*Goal*:
Provide an exact reproduction of every entry.

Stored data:
---
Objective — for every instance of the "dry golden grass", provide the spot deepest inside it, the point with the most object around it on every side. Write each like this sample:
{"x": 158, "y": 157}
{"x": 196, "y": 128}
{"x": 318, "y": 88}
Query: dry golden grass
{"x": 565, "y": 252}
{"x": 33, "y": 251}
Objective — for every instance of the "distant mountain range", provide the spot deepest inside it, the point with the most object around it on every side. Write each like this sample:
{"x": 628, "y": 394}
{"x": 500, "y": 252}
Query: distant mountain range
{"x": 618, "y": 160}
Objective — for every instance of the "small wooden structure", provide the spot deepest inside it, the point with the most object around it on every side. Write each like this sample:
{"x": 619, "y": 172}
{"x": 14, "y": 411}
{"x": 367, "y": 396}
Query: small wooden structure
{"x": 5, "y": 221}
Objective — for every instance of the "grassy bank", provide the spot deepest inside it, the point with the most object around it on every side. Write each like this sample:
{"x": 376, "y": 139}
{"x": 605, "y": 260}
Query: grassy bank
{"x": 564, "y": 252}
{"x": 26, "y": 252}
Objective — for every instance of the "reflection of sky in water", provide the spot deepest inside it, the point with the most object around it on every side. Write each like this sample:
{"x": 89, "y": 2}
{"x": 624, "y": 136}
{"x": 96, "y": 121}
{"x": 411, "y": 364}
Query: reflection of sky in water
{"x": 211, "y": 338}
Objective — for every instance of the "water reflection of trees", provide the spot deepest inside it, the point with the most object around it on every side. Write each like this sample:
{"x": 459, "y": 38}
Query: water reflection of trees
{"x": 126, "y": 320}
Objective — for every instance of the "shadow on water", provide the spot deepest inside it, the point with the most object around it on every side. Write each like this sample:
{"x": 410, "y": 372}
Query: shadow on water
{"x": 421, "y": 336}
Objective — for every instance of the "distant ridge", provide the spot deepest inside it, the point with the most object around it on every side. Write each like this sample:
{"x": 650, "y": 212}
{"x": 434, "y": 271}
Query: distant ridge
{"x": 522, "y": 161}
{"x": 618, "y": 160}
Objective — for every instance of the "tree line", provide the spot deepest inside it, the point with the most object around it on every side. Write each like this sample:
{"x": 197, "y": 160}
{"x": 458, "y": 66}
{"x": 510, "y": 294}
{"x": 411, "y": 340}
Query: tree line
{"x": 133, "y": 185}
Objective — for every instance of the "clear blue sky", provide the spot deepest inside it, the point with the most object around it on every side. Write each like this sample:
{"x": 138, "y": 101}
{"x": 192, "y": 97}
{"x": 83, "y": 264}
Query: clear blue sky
---
*Expected answer*:
Objective — for every instance of the "dry golden grass", provide the spot deepest inside it, the point with the most object around it on every side. Write each like this sample:
{"x": 158, "y": 157}
{"x": 196, "y": 128}
{"x": 318, "y": 88}
Query: dry golden grass
{"x": 565, "y": 252}
{"x": 33, "y": 251}
Objective — for every instance of the "distant mountain range", provide the spot deepest inside it, the point with the most object around it on every side. Write each like this sample:
{"x": 628, "y": 394}
{"x": 500, "y": 252}
Query: distant mountain range
{"x": 618, "y": 160}
Objective — for every instance of the "small wooden structure", provide the spot deepest inside it, the point with the most object around it on every side. Write each like this sample:
{"x": 619, "y": 172}
{"x": 14, "y": 411}
{"x": 367, "y": 396}
Query: small wooden structure
{"x": 5, "y": 221}
Objective — for every instance of the "grassy bank", provide the spot deepest inside it, the point with the most object around it on every side. Write each like this sample:
{"x": 376, "y": 139}
{"x": 605, "y": 260}
Query: grassy bank
{"x": 564, "y": 252}
{"x": 26, "y": 252}
Objective — for every instance of the "reflection of sky in water", provide the spot deepest inside it, the point with the most object around it on every side. Write each like this sample:
{"x": 89, "y": 2}
{"x": 624, "y": 136}
{"x": 96, "y": 121}
{"x": 411, "y": 364}
Query: reflection of sky in water
{"x": 211, "y": 338}
Objective — for every instance of the "water reflection of trees", provide the spot deepest inside it, the point with the most object around it on every side. Write each like this sample:
{"x": 459, "y": 38}
Query: water reflection of trees
{"x": 126, "y": 320}
Objective — for every instance of the "shadow on water", provide the spot deepest inside it, the point with the most object around it on every side. Write each like this sample:
{"x": 410, "y": 372}
Query: shadow on water
{"x": 421, "y": 336}
Objective — for every instance of the "distant ridge", provide the spot deepest inside it, the point with the most object around it on every side. Write each like this sample:
{"x": 650, "y": 212}
{"x": 434, "y": 271}
Query: distant ridge
{"x": 522, "y": 161}
{"x": 618, "y": 160}
Objective — for every instance of the "tree line", provide the spot deepest inside it, the point with the most object around it on every side. Write each like this sample:
{"x": 197, "y": 160}
{"x": 458, "y": 66}
{"x": 510, "y": 294}
{"x": 411, "y": 340}
Query: tree line
{"x": 133, "y": 185}
Objective — for every instance of the "clear blue sky", provide the spot deepest inside it, the point with the most object around it on every side. Write each like this sample:
{"x": 138, "y": 101}
{"x": 192, "y": 97}
{"x": 83, "y": 264}
Query: clear blue sky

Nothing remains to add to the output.